Working data:
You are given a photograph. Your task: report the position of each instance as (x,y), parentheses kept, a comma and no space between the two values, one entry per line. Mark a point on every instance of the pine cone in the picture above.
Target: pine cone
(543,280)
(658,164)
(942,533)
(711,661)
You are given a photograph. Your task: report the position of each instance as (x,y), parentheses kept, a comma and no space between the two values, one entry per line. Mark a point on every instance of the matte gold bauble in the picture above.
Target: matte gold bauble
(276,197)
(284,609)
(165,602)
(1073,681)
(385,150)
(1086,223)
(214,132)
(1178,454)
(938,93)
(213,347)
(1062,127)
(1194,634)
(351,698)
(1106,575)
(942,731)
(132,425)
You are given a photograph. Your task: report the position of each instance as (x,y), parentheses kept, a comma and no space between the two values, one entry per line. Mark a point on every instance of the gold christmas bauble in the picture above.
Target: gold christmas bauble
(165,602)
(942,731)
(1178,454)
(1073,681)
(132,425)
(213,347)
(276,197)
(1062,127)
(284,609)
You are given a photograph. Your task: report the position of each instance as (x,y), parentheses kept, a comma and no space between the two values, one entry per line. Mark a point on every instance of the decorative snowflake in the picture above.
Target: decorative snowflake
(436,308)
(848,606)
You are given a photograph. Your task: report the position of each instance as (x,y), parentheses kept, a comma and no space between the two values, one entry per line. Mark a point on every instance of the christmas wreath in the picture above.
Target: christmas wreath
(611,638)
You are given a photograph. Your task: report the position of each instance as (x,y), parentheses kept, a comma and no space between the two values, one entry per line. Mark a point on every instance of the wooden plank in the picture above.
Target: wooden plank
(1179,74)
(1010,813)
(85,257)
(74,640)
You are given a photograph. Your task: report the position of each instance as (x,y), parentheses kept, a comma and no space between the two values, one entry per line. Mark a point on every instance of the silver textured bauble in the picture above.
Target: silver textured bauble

Short exercise: Copy every one of the entries above, changing each "bauble" to "ornament" and keeping everything else the same.

Output for this exercise:
You are given a photograph. Your task: report the position of each instance as (x,y), parentheses kept, a comma and no space between the two values, one entry per line. Mark a point on every instance of the pine cone in the picture above.
Target: pine cone
(543,280)
(658,164)
(942,533)
(711,661)
You are given a photograph. Your task: report the position of each instance as (x,y), parentheses kept, a comma and no space between the two values, one entry per line. Mark a point on every instance of the matte gold ornament in the picture above.
Target: matte gold ornament
(276,197)
(284,609)
(165,602)
(1073,681)
(385,150)
(1086,223)
(214,132)
(1178,454)
(938,93)
(213,347)
(1062,127)
(1194,634)
(351,698)
(1106,575)
(942,731)
(132,425)
You are given a photograph. Your task: report the position of each instance as (x,y), parentheses kept, a comma and no space between the two values, one entry per line. Mark a point on every instance of the gold christmas ornament in the picture above.
Target: gold christmas ornament
(165,602)
(942,731)
(1178,454)
(1073,681)
(132,425)
(213,347)
(276,197)
(1062,127)
(284,609)
You are given a photograph. Your task: report the position of each instance as (x,y), parentheses kept, a comma and no space between the two values, one entry per line. Mark a point on every instance of the decorative snowflake in the picture above.
Target: decorative snowflake
(436,308)
(848,606)
You are given a photograph. Your task: report the position of each instance as (x,y), parentheses kept, a comma and no space between the two values, one entry per line. Mark a point on every instance of the christmas wreath in the picture above.
Target: christmas wreath
(611,638)
You are given a photograph. Your task: report the position of each instance as (x,y), parentheses kept, a comma and no space between the two values, one entry per line. Mark a point on every instance of the wooden plank in the picture above.
Target: wooden plank
(1179,74)
(1010,813)
(85,257)
(74,640)
You are given a photograph. Your task: report the position of each instance as (x,y), parentheses kept, a comma and no space between the two values, one entry per line. Mark a point on every instance of the silver textured ornament in the picture above.
Target: silver textured ornament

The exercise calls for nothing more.